=== Ausgangstext ===

Original

5. Mai 1921

Die Sauer und Mosel hinauf und hinunter warten die Fischzüchter mit Sehnsucht auf den Augenblick, wo sie wieder in Tätigkeit treten dürfen. Seit März stehen sie - man könnte es so ausdrücken - am Ufer und sehen ihr Pachtgeld den Fluß hinuntertreiben, unwiederbringlich, und sie dürfen weder Hand noch Fuß rühren, um es zu länden. Dafür sagt ihnen der Staat von hüben und drüben: Geduld, Kinder, Euer Geld wächst Euch unter den Händen. Dank meiner väterlichen Fürforge vermehren sich in diesen Monaten die Fische, die ihr später fangen dürft, ins Ungezählte. Ich sorge dafür, daß Makrelen und Barben, Barsche und Brassen, Hechte und Aale, Mönen und Rotaugen, Schleien und Karpfen ihre Hochzeit und Taufe ungestört feiern dürfen. Erst wenn das große Fest der Vermehrung vorüber ist, ziehe ich die Schlagbäume wieder hoch und jeder, der mir seinen Tribut bezahlt hat, darf unbehelligt seinem Erwerb oder seinem Vergnügen am Wasser nachgehen.

Es ist sehr nett vom Staat, daß er den Fischpächtern diese Rede hält, und es wäre noch viel netter von ihm, hüben und drüben, wenn er auch demgemäß handelte.

Aber das tut er leider nicht.

Er hat mit einer ganzen Reihe von Fischpächtern zu tun. Alle müssen während der gesetzlichen Schonzeit in der oben beschriebenen Haltung untätig und sehnsüchtig ihrem Verdienst und ihrem Vergnügen nachsehen, die ihnen das Wasser hinunterschwimmen wie dem Gerber die Felle.

Nur einem von allen ist es erlaubt, während der Laichzeit fischend seinem Verdienst - vielleicht auch seinem Vergnügen - nachzugehen, unter dem grotesken Vorwand der Fischzucht.

Ein Herr B. nämlich hat in Minden eine Fischzüchterei. Man züchtet bekanntlich Fische künstlich, indem man dem laichenden Fisch die Eier abstreicht und sie mit dem Samen in Brutbehältern bebrüten läßt. Herr B. hat nun unter dem Vorwand, den Laich für feine Anstalt gewinnen zu müssen, von dem Herrn Regierungspräsidenten in Trier die Erlaubnis erhalten, sich in der Sauer die nötigen Makrelen und Barben zu fangen, um sie abzustreichen.

Diese Erlaubnis nutzt Herr B., wie die andern Fischpächter an der Sauer festgestellt haben, in der Wene aus, daß er seine Strecke bei Tag und zumal bei Nacht ausgiebig befischen läßt und ganze Bottiche von Fischen erbeutet. Die Nacht wird gewählt, weil die Matrelen und Barben die Eigentümlichkeit besitzen, daß sie nachts leuchten und deshalb von den andern Fischen, die Herr B. nicht fangen darf, deutlich zu unterscheiden sind. Es soll trotzdem vorkommen, daß den Fischern des Herrn B. auch andere Sorten ins Netz gehen. Über die Verwendung dieser Fische sowie der Makrelen und Barben, wenn sie ihren Laich abgegeben haben, erkundigt man sich am besten bei einer Anzahl von Einwohnern aus Minden, mit deren Beurteilung seiner Tätigkeit als Fischzüchter Herr B. immer noch nicht einverstanden ist.

===

#### [Aufgabe A]
Zähle alle Fluss- und Ortsnamen auf, die im Text über die Fischpächter vorkommen.
#### [Aufgabe B]
Schreib aus dem Text über die Fischpächter das Stück von „Diese Erlaubnis nutzt“ bis „nicht einverstanden ist.“ wortgetreu ab.

=== Einträge ===

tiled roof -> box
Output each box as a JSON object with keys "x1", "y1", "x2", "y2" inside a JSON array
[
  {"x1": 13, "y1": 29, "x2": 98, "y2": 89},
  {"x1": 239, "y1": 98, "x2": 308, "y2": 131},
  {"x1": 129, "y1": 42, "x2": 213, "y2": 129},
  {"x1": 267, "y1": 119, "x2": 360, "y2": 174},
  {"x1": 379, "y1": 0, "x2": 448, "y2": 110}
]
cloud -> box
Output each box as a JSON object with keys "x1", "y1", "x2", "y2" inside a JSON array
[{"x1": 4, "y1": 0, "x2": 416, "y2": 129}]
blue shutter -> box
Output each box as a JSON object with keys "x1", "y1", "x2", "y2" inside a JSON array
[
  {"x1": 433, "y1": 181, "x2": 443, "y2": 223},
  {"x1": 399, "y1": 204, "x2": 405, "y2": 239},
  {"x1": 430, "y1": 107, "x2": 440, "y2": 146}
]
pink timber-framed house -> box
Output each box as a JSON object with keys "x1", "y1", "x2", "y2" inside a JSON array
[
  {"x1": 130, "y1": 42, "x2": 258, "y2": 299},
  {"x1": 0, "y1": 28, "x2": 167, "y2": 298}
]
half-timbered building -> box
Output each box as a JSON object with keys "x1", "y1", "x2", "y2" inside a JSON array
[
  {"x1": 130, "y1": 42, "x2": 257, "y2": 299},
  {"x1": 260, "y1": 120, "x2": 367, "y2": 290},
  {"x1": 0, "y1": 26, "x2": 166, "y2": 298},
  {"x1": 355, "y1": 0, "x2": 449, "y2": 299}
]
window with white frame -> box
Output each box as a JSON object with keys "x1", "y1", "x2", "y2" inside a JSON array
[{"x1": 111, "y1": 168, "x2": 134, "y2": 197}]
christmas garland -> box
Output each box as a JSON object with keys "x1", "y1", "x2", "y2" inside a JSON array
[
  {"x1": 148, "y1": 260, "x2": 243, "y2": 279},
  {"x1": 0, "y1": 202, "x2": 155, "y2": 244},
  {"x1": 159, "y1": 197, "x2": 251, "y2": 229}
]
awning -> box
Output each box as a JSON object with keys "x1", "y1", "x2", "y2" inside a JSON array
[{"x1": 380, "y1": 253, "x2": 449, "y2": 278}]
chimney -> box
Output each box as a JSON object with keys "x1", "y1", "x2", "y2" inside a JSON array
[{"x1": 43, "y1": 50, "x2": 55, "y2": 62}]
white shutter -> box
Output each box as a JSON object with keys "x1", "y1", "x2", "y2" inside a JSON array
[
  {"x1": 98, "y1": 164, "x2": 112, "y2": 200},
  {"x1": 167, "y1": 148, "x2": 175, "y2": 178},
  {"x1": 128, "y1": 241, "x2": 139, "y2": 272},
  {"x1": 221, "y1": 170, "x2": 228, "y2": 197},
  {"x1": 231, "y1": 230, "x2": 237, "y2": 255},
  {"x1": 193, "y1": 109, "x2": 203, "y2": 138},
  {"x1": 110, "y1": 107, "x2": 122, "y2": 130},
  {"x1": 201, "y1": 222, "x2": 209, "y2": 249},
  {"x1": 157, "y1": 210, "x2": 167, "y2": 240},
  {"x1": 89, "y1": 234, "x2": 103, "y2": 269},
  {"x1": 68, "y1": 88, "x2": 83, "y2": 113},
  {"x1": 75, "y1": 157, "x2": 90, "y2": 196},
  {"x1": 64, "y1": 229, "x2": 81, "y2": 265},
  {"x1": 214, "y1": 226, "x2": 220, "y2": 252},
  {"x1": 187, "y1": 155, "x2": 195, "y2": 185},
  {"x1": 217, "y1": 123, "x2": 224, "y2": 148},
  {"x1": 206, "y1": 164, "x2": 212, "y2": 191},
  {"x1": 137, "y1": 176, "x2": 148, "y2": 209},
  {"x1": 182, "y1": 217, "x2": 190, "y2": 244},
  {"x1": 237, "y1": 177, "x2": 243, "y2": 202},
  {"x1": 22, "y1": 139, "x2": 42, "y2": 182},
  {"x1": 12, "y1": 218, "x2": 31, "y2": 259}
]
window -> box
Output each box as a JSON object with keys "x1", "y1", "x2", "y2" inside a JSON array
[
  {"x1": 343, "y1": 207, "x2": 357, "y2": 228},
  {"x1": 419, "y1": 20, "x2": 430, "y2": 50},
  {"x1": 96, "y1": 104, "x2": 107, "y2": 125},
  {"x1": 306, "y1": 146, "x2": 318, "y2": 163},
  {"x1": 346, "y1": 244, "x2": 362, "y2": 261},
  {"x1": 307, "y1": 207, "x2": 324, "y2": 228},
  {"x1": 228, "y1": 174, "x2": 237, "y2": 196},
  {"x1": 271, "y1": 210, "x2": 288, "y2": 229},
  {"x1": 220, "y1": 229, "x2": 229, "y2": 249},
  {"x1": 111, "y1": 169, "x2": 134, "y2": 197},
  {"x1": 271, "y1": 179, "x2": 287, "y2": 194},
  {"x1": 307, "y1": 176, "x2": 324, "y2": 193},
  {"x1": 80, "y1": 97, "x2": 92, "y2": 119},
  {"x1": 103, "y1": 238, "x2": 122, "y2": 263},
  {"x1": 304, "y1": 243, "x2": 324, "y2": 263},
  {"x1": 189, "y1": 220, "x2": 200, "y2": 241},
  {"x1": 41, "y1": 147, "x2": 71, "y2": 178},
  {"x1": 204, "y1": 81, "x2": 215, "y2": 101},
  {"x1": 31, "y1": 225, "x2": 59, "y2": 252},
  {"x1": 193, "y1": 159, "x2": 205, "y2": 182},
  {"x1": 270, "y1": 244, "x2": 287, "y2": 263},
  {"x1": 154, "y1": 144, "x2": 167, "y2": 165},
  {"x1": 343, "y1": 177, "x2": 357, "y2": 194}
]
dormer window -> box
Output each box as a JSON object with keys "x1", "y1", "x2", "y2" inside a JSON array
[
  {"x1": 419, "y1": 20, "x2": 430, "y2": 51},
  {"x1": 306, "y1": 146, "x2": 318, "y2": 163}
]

===

#### [Lösung A]
Sauer, Mosel, Minden, Trier

#### [Lösung B]
Diese Erlaubnis nutzt Herr B., wie die andern Fischpächter an der Sauer festgestellt haben, in der Wene aus, daß er seine Strecke bei Tag und zumal bei Nacht ausgiebig befischen läßt und ganze Bottiche von Fischen erbeutet. Die Nacht wird gewählt, weil die Matrelen und Barben die Eigentümlichkeit besitzen, daß sie nachts leuchten und deshalb von den andern Fischen, die Herr B. nicht fangen darf, deutlich zu unterscheiden sind. Es soll trotzdem vorkommen, daß den Fischern des Herrn B. auch andere Sorten ins Netz gehen. Über die Verwendung dieser Fische sowie der Makrelen und Barben, wenn sie ihren Laich abgegeben haben, erkundigt man sich am besten bei einer Anzahl von Einwohnern aus Minden, mit deren Beurteilung seiner Tätigkeit als Fischzüchter Herr B. immer noch nicht einverstanden ist.